━━━━━ Task material ━━━━━
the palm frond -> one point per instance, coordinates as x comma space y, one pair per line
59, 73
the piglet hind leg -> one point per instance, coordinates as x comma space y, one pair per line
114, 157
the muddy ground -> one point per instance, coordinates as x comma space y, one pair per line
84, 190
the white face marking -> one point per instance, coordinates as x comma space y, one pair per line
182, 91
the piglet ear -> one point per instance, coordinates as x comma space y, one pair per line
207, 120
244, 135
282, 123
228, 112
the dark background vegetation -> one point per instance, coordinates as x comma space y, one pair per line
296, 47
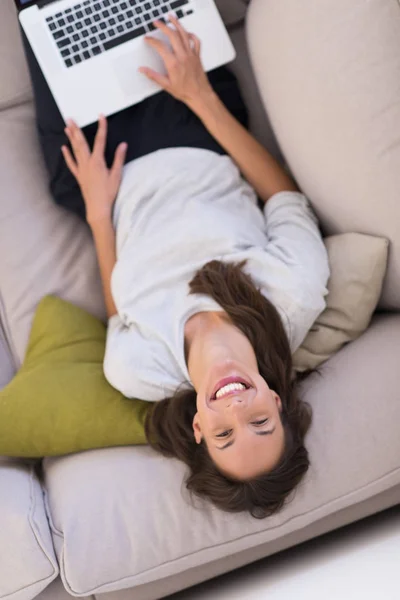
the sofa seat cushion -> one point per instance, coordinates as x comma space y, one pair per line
328, 72
27, 560
14, 77
130, 507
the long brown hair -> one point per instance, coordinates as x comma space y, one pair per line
168, 425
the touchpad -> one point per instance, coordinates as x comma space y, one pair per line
126, 68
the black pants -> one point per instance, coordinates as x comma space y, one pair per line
158, 122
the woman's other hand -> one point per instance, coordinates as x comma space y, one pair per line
99, 185
185, 79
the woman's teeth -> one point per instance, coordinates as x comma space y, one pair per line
229, 388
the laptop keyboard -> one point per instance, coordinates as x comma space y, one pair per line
95, 26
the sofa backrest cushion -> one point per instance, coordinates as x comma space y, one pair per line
328, 72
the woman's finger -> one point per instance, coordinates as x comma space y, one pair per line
118, 164
78, 141
99, 145
164, 52
182, 31
156, 77
71, 164
196, 43
173, 36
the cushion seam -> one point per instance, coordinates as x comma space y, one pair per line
5, 329
98, 589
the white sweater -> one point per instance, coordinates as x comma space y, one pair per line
178, 209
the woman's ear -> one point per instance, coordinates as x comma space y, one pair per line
277, 400
196, 429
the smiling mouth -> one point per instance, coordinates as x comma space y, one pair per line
228, 387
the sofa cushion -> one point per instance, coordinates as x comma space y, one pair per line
60, 402
328, 72
28, 563
15, 82
94, 498
358, 265
44, 249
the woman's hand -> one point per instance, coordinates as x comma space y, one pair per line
99, 185
186, 79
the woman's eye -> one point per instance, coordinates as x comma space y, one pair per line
223, 434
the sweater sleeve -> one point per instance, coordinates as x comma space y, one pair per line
124, 365
295, 242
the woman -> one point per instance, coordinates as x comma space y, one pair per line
207, 296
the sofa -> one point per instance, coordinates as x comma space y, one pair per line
321, 83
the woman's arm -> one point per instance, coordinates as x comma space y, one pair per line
257, 165
99, 186
187, 82
104, 239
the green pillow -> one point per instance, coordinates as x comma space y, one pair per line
59, 402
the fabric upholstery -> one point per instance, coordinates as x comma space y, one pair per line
61, 254
15, 83
28, 563
328, 75
60, 402
358, 267
355, 453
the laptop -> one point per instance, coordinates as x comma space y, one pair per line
90, 50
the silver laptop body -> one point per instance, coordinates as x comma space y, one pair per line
90, 50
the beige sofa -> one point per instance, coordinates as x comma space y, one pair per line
117, 524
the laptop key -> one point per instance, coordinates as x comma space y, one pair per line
178, 3
129, 35
63, 43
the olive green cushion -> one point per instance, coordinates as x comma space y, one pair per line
60, 402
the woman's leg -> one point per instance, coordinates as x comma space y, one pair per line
158, 122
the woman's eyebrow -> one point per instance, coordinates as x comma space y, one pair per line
269, 432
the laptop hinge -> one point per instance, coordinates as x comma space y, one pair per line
43, 3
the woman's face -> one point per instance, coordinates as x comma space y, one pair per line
238, 416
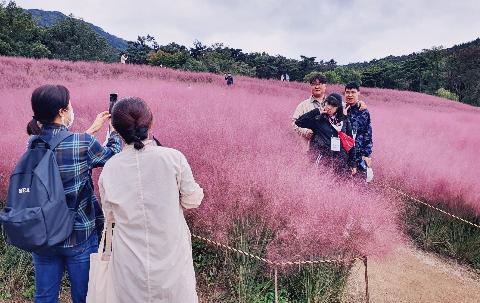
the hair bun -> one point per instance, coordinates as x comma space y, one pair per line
138, 145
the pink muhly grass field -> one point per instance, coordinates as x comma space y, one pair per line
244, 153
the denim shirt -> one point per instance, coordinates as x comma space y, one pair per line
76, 157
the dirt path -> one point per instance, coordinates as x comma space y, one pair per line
410, 275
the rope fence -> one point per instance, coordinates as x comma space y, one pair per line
430, 206
276, 264
364, 259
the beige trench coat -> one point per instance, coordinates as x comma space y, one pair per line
145, 193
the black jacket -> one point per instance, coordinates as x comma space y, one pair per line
323, 131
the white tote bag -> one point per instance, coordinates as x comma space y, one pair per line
100, 284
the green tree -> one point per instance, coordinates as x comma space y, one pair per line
463, 75
73, 39
19, 35
138, 51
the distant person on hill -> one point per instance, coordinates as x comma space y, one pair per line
123, 58
332, 144
229, 79
76, 155
362, 129
145, 190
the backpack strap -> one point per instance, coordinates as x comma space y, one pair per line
57, 139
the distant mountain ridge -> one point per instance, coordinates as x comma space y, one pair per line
50, 18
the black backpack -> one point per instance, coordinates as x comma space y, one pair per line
36, 216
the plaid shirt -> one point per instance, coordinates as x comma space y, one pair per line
76, 157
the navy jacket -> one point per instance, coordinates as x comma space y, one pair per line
323, 131
360, 121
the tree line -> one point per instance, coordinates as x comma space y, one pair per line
452, 73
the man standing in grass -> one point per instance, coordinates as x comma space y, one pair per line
318, 85
362, 129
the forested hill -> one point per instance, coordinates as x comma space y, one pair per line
453, 72
50, 18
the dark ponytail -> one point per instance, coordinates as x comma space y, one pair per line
47, 101
33, 128
132, 118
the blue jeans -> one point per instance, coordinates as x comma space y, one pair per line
49, 269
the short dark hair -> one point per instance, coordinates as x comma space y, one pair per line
46, 101
335, 100
132, 118
317, 77
352, 85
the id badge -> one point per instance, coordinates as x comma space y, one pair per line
━━━━━
**Problem to solve**
Every entry should be repeated verbatim, with the pictures left out.

**Solution**
the palm frond -> one point per instance, coordinates as x comma space y, one pair per line
59, 73
the piglet hind leg -> one point per instance, coordinates as x comma space y, one pair per line
114, 157
the muddy ground -> one point per instance, coordinates as x comma space y, one pair per line
84, 190
the white face marking -> one point per instance, coordinates as x comma space y, one pair per line
182, 91
the piglet ear -> one point per instance, coordinates as x comma space y, one pair per line
207, 120
244, 135
282, 123
228, 112
the dark background vegetation -> one point per instance, coordinates as x comma space y, one pair per line
296, 47
the sofa seat cushion -> one point per instance, coordinates as x comma space y, one pair per line
328, 72
27, 560
14, 77
130, 507
the long brown hair -> one point per instance, coordinates as x comma space y, one pair per line
168, 425
the touchpad -> one point per instance, coordinates as x comma space y, one pair per line
126, 68
the black pants -> one point per instance, coordinates as x comma space y, one pair per line
158, 122
the woman's other hand -> one point per instance, coordinates as x comma space y, one pair per line
99, 185
185, 79
the woman's teeth -> one point per instance, coordinates as x comma space y, one pair per line
229, 388
the laptop keyboard -> one point per instance, coordinates as x comma space y, one pair per line
95, 26
the sofa backrest cushion -> one point per instance, coordinates as x comma space y, one pair per line
328, 72
the woman's finger -> one point per instance, coordinates as x comma space y, one pair per line
118, 164
78, 141
99, 145
164, 52
182, 31
156, 77
71, 164
196, 43
173, 36
the cushion seam -> one point per instance, coordinates as x comma space y, one pair per line
5, 329
98, 589
the white sweater -> one point per instance, coordinates as x comma space y, one pair per line
178, 209
the woman's ear -> one point per instance, coordinates as x comma space y, one pair per line
277, 400
196, 429
the smiling mouth -> one point per instance, coordinates as x comma space y, one pair per line
228, 387
the sofa cushion -> one point per instance, coordinates as x comma space y, one pair per line
60, 402
328, 72
28, 563
15, 82
94, 498
358, 265
44, 249
the woman's hand -> one point per instance, coordinates as x comma space y, one pair per line
99, 185
186, 79
the woman's eye -> one point per instance, coordinates as x comma space y, one pair per line
223, 434
the sweater sleeve -> one point per instance, coordinates as x comma space y, one pair per line
124, 365
295, 242
the woman -> one point per instance, coordinates as x comma space y, one pair per line
207, 296
the sofa -> one point per instance, coordinates as x comma space y, one pair per line
321, 83
the woman's arm -> one point per instance, coordinates as x comma space y, one pair per line
257, 165
99, 186
187, 82
104, 239
the green pillow -> one point per instance, coordinates as x comma space y, one pair per line
59, 402
the fabric upholstery -> one point per instance, coordinates as x comma space y, one pair per line
61, 254
15, 83
28, 563
328, 75
60, 402
358, 267
355, 453
the laptop -> one point per instance, coordinates as x comma space y, one pair per line
90, 50
the silver laptop body -> one point per instance, coordinates as x comma space y, one pair per line
90, 50
the beige sofa -> one point per instance, coordinates as x comma space y, one pair per line
117, 524
the laptop key -> one point per instance, coordinates as x comma space y, one pair per line
178, 3
129, 35
63, 43
the olive green cushion -> one point per instance, coordinates as x comma space y, one pair per line
60, 402
the woman's leg -> one point per instance, coordinates as x comma space y, one pair per line
158, 122
the woman's eyebrow -> one point per instance, coordinates as x comma space y, one pair per line
269, 432
the laptop hinge -> one point per instance, coordinates as x comma space y, one pair per line
43, 3
the woman's face -> one point per instance, coordinates as x comma space y, one pair per line
238, 416
the hair bun -> one point per instance, coordinates as x comma space y, one pair per line
138, 145
the pink muhly grass field -> one point per instance, coordinates as x comma space y, one pair per line
244, 153
the denim shirt -> one point per instance, coordinates as x comma space y, one pair per line
76, 157
the dirt path -> one point per instance, coordinates as x comma space y, one pair per line
410, 275
the rope fence -> one point per instance, coordinates as x comma space y, one pair per line
430, 206
276, 264
364, 259
the beige trench coat -> one point per instance, coordinates as x comma space y, one pair per line
145, 193
the black jacket -> one point per instance, coordinates as x comma space y, one pair per line
323, 131
the white tote bag -> one point per instance, coordinates as x comma space y, one pair per line
100, 284
the green tree -> one point per instance, coordinates as x comma space y, one pair per line
463, 75
73, 39
19, 35
138, 51
the distant person on hill -> one point per instance, coordinates as x comma space y, one pair per line
123, 58
332, 144
229, 79
76, 155
362, 129
145, 190
the backpack strap -> one point per instance, coordinates as x comma space y, one pair per line
57, 139
the distant mountain ridge -> one point per instance, coordinates as x comma space y, one pair per line
50, 18
the black backpack -> one point per instance, coordinates as x comma space y, one pair per line
36, 216
the plaid shirt -> one point per instance, coordinates as x comma space y, one pair per line
76, 157
the navy jacket -> one point per instance, coordinates as x comma space y, one pair per line
323, 131
360, 121
the tree line -> one point per instance, coordinates as x comma space y, one pair per line
452, 73
the man standing in grass -> one point per instance, coordinates as x comma space y, one pair per line
318, 85
362, 129
the forested hill -> one point per instance, coordinates as x comma space y, one pair per line
453, 72
50, 18
the dark ponytail -> one point per instance, coordinates as x comma space y, one pair per line
47, 101
33, 128
132, 118
the blue jeans -> one point per instance, coordinates as x comma space y, one pair per line
49, 269
the short dark hair -> one point per instance, coordinates as x comma space y, one pair per line
46, 101
335, 100
132, 118
317, 77
352, 85
the id badge -> one point per instance, coordinates as x comma space y, one pair per line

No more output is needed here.